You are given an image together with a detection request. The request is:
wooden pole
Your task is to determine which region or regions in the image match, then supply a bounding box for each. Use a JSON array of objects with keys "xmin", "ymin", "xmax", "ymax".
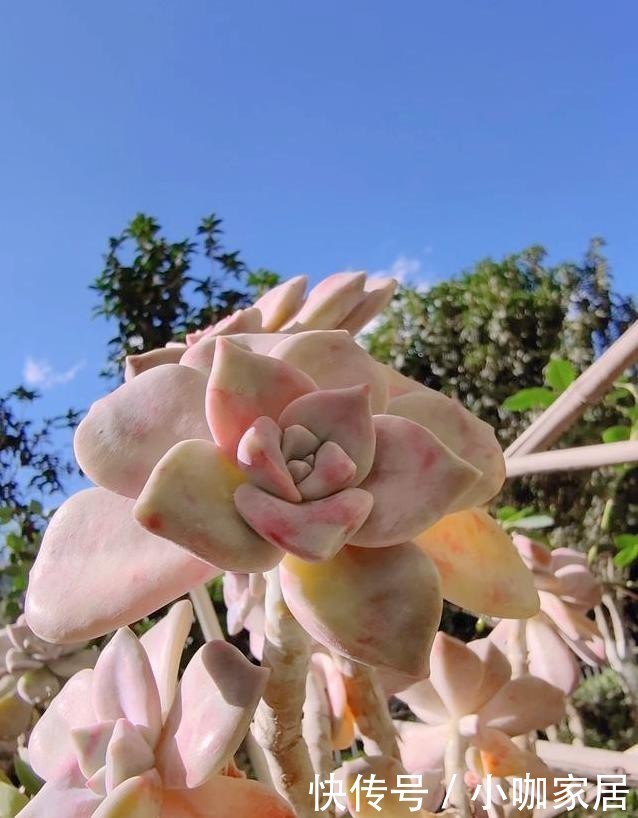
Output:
[
  {"xmin": 505, "ymin": 440, "xmax": 638, "ymax": 477},
  {"xmin": 505, "ymin": 321, "xmax": 638, "ymax": 458}
]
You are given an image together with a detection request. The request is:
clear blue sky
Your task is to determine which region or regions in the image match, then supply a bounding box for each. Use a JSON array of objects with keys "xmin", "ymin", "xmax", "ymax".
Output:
[{"xmin": 0, "ymin": 0, "xmax": 638, "ymax": 420}]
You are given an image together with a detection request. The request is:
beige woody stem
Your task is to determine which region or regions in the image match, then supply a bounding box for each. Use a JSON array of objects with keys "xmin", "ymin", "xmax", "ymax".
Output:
[
  {"xmin": 253, "ymin": 568, "xmax": 316, "ymax": 818},
  {"xmin": 303, "ymin": 664, "xmax": 335, "ymax": 818},
  {"xmin": 505, "ymin": 321, "xmax": 638, "ymax": 458},
  {"xmin": 337, "ymin": 657, "xmax": 401, "ymax": 759}
]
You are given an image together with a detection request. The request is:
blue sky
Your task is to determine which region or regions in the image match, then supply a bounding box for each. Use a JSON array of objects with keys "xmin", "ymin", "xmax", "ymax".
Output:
[{"xmin": 0, "ymin": 0, "xmax": 638, "ymax": 428}]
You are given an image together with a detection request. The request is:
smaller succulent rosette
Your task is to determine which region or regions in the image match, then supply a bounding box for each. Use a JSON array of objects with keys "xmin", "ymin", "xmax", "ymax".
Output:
[
  {"xmin": 20, "ymin": 602, "xmax": 294, "ymax": 818},
  {"xmin": 490, "ymin": 534, "xmax": 606, "ymax": 695},
  {"xmin": 0, "ymin": 615, "xmax": 98, "ymax": 740}
]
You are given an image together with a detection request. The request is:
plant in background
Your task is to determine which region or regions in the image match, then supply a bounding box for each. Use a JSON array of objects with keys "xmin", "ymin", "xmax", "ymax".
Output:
[
  {"xmin": 92, "ymin": 213, "xmax": 277, "ymax": 378},
  {"xmin": 0, "ymin": 616, "xmax": 97, "ymax": 741}
]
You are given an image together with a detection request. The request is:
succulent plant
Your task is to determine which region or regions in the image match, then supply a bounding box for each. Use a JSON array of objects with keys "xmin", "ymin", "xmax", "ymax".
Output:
[
  {"xmin": 490, "ymin": 534, "xmax": 606, "ymax": 695},
  {"xmin": 20, "ymin": 602, "xmax": 294, "ymax": 818}
]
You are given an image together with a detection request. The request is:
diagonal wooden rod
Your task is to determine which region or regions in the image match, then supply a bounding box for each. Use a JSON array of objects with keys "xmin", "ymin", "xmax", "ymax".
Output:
[
  {"xmin": 505, "ymin": 440, "xmax": 638, "ymax": 477},
  {"xmin": 505, "ymin": 321, "xmax": 638, "ymax": 458}
]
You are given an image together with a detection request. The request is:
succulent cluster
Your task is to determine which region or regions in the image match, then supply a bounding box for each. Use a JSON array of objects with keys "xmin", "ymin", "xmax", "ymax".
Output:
[{"xmin": 7, "ymin": 273, "xmax": 600, "ymax": 818}]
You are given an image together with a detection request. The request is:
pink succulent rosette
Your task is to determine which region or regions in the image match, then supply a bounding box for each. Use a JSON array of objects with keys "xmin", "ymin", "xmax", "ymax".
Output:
[
  {"xmin": 490, "ymin": 534, "xmax": 606, "ymax": 695},
  {"xmin": 20, "ymin": 602, "xmax": 294, "ymax": 818},
  {"xmin": 395, "ymin": 632, "xmax": 565, "ymax": 777},
  {"xmin": 27, "ymin": 274, "xmax": 537, "ymax": 677}
]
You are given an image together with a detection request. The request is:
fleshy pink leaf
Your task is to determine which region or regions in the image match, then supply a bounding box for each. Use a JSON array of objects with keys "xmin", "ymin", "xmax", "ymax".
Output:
[
  {"xmin": 270, "ymin": 330, "xmax": 388, "ymax": 414},
  {"xmin": 93, "ymin": 770, "xmax": 163, "ymax": 818},
  {"xmin": 206, "ymin": 338, "xmax": 315, "ymax": 458},
  {"xmin": 29, "ymin": 670, "xmax": 97, "ymax": 781},
  {"xmin": 157, "ymin": 642, "xmax": 268, "ymax": 789},
  {"xmin": 430, "ymin": 631, "xmax": 483, "ymax": 718},
  {"xmin": 140, "ymin": 599, "xmax": 193, "ymax": 716},
  {"xmin": 394, "ymin": 721, "xmax": 450, "ymax": 777},
  {"xmin": 91, "ymin": 628, "xmax": 162, "ymax": 744},
  {"xmin": 105, "ymin": 719, "xmax": 155, "ymax": 793},
  {"xmin": 395, "ymin": 679, "xmax": 450, "ymax": 724},
  {"xmin": 283, "ymin": 273, "xmax": 366, "ymax": 332},
  {"xmin": 388, "ymin": 386, "xmax": 505, "ymax": 511},
  {"xmin": 479, "ymin": 676, "xmax": 565, "ymax": 736},
  {"xmin": 124, "ymin": 344, "xmax": 186, "ymax": 381},
  {"xmin": 235, "ymin": 484, "xmax": 372, "ymax": 561},
  {"xmin": 279, "ymin": 386, "xmax": 375, "ymax": 486},
  {"xmin": 19, "ymin": 780, "xmax": 103, "ymax": 818},
  {"xmin": 237, "ymin": 417, "xmax": 301, "ymax": 503},
  {"xmin": 74, "ymin": 364, "xmax": 210, "ymax": 497},
  {"xmin": 160, "ymin": 775, "xmax": 295, "ymax": 818},
  {"xmin": 338, "ymin": 278, "xmax": 396, "ymax": 335},
  {"xmin": 135, "ymin": 440, "xmax": 282, "ymax": 572},
  {"xmin": 415, "ymin": 508, "xmax": 539, "ymax": 618},
  {"xmin": 180, "ymin": 332, "xmax": 286, "ymax": 378},
  {"xmin": 351, "ymin": 415, "xmax": 478, "ymax": 547},
  {"xmin": 26, "ymin": 484, "xmax": 219, "ymax": 642},
  {"xmin": 254, "ymin": 276, "xmax": 308, "ymax": 332}
]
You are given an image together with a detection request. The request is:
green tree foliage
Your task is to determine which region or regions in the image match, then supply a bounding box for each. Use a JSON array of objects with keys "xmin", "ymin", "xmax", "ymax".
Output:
[
  {"xmin": 0, "ymin": 387, "xmax": 79, "ymax": 623},
  {"xmin": 368, "ymin": 240, "xmax": 636, "ymax": 436},
  {"xmin": 91, "ymin": 213, "xmax": 277, "ymax": 377},
  {"xmin": 365, "ymin": 240, "xmax": 638, "ymax": 696}
]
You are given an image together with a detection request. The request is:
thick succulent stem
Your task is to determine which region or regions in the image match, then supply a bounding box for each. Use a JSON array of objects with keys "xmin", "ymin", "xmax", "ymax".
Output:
[
  {"xmin": 445, "ymin": 724, "xmax": 471, "ymax": 818},
  {"xmin": 337, "ymin": 657, "xmax": 401, "ymax": 759},
  {"xmin": 253, "ymin": 568, "xmax": 315, "ymax": 818},
  {"xmin": 505, "ymin": 440, "xmax": 638, "ymax": 477},
  {"xmin": 303, "ymin": 665, "xmax": 335, "ymax": 818}
]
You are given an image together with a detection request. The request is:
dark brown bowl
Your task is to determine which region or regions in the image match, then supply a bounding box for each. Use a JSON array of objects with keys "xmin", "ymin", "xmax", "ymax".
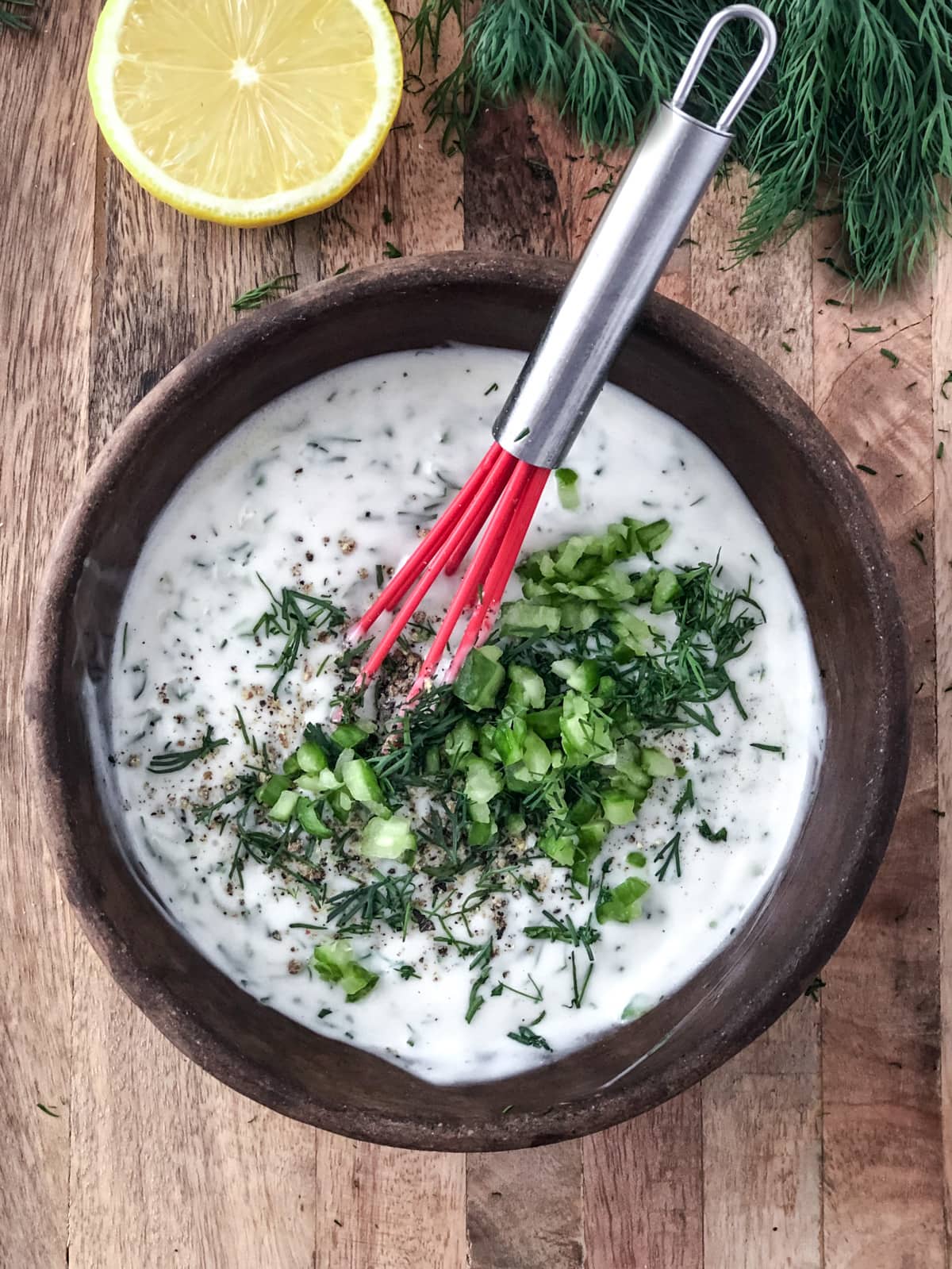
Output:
[{"xmin": 27, "ymin": 254, "xmax": 909, "ymax": 1150}]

____

*TAREA*
Cuenta las líneas de los ítems anteriores que contienen la palabra "plant". Escribe solo el número.

*RESPUESTA*
2